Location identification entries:
>>

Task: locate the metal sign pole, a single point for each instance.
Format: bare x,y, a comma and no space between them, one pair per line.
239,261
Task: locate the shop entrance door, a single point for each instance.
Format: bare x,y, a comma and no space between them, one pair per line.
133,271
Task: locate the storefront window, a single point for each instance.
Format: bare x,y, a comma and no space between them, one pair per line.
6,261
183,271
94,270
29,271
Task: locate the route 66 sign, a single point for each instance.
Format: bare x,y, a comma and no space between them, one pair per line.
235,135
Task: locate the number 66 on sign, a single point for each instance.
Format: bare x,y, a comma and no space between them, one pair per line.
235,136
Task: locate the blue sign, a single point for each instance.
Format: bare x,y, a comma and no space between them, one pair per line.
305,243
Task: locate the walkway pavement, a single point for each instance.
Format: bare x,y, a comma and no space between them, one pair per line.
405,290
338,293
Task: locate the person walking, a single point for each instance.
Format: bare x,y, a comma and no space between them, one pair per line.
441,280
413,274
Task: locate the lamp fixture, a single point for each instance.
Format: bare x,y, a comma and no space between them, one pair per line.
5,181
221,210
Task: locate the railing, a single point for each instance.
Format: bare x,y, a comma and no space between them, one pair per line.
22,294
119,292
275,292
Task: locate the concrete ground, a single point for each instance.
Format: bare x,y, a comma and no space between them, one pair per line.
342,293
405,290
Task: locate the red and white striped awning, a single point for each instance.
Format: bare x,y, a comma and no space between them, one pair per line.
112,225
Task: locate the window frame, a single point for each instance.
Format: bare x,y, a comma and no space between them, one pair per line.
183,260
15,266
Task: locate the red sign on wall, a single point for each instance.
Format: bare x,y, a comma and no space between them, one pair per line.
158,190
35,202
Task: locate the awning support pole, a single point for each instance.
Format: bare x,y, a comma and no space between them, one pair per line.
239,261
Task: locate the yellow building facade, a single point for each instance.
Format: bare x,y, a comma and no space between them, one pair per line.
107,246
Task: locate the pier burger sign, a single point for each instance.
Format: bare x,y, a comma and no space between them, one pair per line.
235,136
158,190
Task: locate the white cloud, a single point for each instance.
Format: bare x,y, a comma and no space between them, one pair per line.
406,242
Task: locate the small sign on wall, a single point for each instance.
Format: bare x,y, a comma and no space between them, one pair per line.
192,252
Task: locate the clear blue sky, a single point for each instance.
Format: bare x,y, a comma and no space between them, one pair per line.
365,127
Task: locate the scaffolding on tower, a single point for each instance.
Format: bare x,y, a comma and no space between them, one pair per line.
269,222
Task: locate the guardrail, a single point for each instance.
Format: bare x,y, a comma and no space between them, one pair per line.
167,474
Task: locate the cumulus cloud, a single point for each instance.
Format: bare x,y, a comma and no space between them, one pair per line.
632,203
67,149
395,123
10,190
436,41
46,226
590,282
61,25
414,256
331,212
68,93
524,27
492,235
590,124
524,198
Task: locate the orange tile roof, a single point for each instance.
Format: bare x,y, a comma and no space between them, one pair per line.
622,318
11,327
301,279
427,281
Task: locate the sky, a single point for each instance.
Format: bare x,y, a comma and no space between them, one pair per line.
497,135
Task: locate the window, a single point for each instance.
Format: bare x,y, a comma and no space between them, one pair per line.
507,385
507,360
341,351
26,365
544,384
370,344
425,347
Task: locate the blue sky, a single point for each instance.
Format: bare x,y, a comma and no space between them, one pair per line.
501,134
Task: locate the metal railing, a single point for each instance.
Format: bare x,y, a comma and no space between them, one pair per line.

<<

■ **Stated problem**
Quote, without any change, each line from the one that contains "Task: locate the orange" through the end of the material.

■ **Exercise output**
Task: locate the orange tile roof, a single point for each instance.
Format: bare x,y, a comma and no space between them, one pair per line.
622,318
11,327
301,279
427,281
Task: locate the sky, a single point for each instance.
Format: bare x,y, a comma and no space between them, one pair per line.
497,135
Task: locate the window, a single point for each instance.
Format: bare x,y, a comma and no space between them, one pair per line.
507,385
507,360
341,351
26,365
544,384
370,344
425,347
Task: locate the blue sky, a single point for each instance.
Format: bare x,y, a comma and no space between them, one pair per line.
501,134
Task: locate the metal railing, a single point for each instance.
Format: bare x,y, a comma and no space between them, one pair per line.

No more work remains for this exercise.